Alors que la communauté des biodynamistes commémore les 100 ans de la mort de Rudolf Steiner, « Terre de Vins » est allé interroger ce vinificateur de talent sur son parcours. Il nous a raconté comment, après des études de scientifique pur et dur, un certain nombre de constats dans l’exercice de son métier l’ont amené vers cette nouvelle approche. Lorsqu’il évoque les sources qui l’ont le plus inspiré, celles-ci sont loin de se limiter à Steiner. Hervé Jestin n’hésite pas à évoquer par exemple le traité du frère Pierre, disciple de Dom Pérignon, en rappelant que le célèbre moine plaçait une grappe de raisin à sa fenêtre au moment des vendanges, pour la laisser se charger de l’influence de la lune. Notre interlocuteur en est convaincu, la biodynamie n’est pas née en 1924, elle tire son origine de pratiques beaucoup plus ancestrales, proches de l’animisme, et d’une période de notre histoire où les hommes et la nature avaient une tout autre relation.
Mon grand-père était négociant en vin à Brest, la dernière ville avant les États-Unis. Il élaborait des vins mousseux en cuve close à partir de vin blanc qu’il faisait venir de toute la France, y compris de Champagne. Il avait d’ailleurs déposé son propre brevet en modifiant un peu la méthode Charmat, et sa technique a longtemps été utilisée par les Autrichiens. En 1936, il produisait ainsi trois millions de cols ! Toutes ses installations ont été détruites par les bombardements en 1943. Alors que je n’avais que 7 ans, il m’invitait le jeudi à déjeuner et me servait du vin avant de prendre en note le commentaire que je devais lui faire. Mais je n’ai jamais été ivre de ma vie ! Comme quoi l’éducation…
Mon DNO (Diplôme national d'œnologue, ndlr) en poche, je m’apprêtais à entamer une thèse. J’avais passé l’été au laboratoire de recherche de Moët & Chandon afin de réaliser une étude sur les colloïdes du vin. J’ai reçu un appel du chef de caves de Bollinger pour m’informer que la Maison Duval-Leroy recherchait d’urgence un chef de caves. Le sien venait de décéder brutalement. C’est ainsi qu’à 25 ans, je suis devenu chef de caves de l’une des plus grandes maisons de champagne. J’y suis resté vingt-trois ans !

## Exercice proposé 1
Traduire en anglais la phrase suivante de l'extrait sur le parcours d'Hervé Jestin : « Toutes ses installations ont été détruites par les bombardements en 1943. »
## Exercice proposé 2
D'après l'extrait sur le parcours d'Hervé Jestin, dans quelle ville le grand-père exerçait-il le métier de négociant en vin ?
## Exercice proposé 3
Poursuivre l'extrait sur le parcours d'Hervé Jestin après la phrase « J'y suis resté vingt-trois ans ! ».
La liste provient d'une source distincte de l'extrait sur le parcours d'Hervé Jestin.

## Données collectées
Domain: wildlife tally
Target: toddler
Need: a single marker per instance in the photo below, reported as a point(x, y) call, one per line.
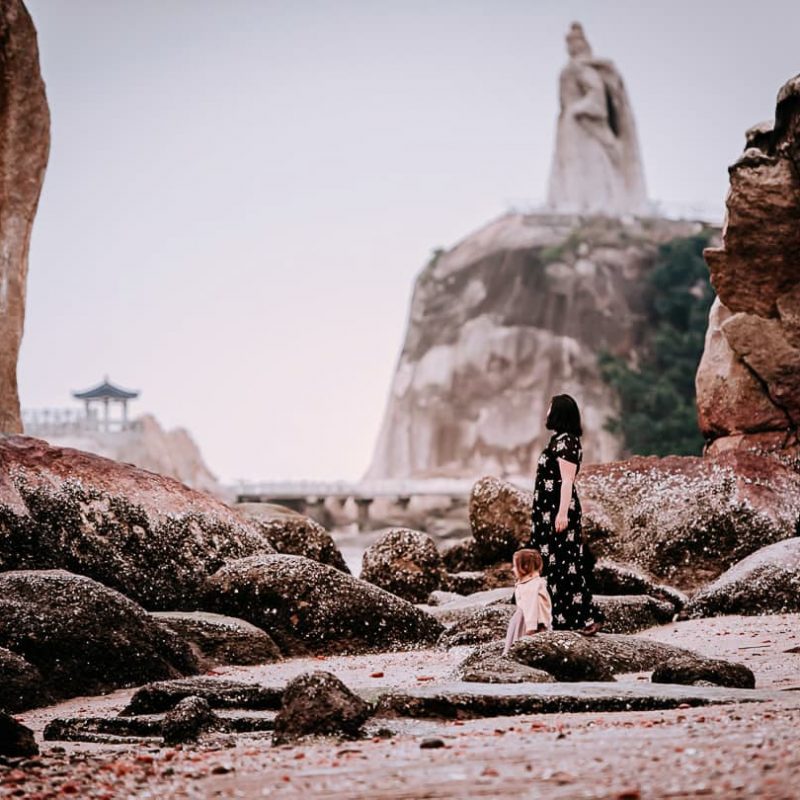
point(534, 609)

## Réponse attendue 1
All his facilities were destroyed by the bombings in 1943.

## Réponse attendue 2
À Brest.

## Réponse attendue 3
Lorsque j’ai quitté Duval-Leroy, j’ai créé ma société de conseil. Dans ce cadre, j’ai effectivement accompagné Boris Titov et ses vignobles d’Abrau-Durso. Cet oligarque russe très occidentalisé a racheté en 2010 Château d’Avize en Champagne, où il avait un projet proche de celui que nous avons développé plus tard pour Leclerc Briant. Il voulait créer la première maison de champagne biodynamique, couplée à un hôtel de luxe. Le Comité Champagne, avec lequel je l’avais mis en relation, s’est montré particulièrement intéressé, car il y avait là une opportunité géniale pour obtenir enfin une meilleure défense de l’appellation en Russie. J’ai reçu ainsi deux ministres russes. Le château d’Avize exploitait une parcelle de deux hectares, au milieu de laquelle se trouvait un tout petit verger. Lorsque ce dernier a été mis en vente, Château d’Avize s’est porté acquéreur. Mais la SAFER a préempté ! Pour Boris Titov, il était hors de question d’imaginer que des vignes plantées en conventionnel puissent être installées là, avec des traitements chimiques sous les fenêtres de son hôtel. Cela lui a aussi donné le sentiment qu’il n’était pas le bienvenu en Champagne. Le lundi qui suivait, les travaux de l’hôtel devaient commencer, il a tout arrêté. C’est à ce moment-là que je me suis lancé dans l’aventure Leclerc Briant.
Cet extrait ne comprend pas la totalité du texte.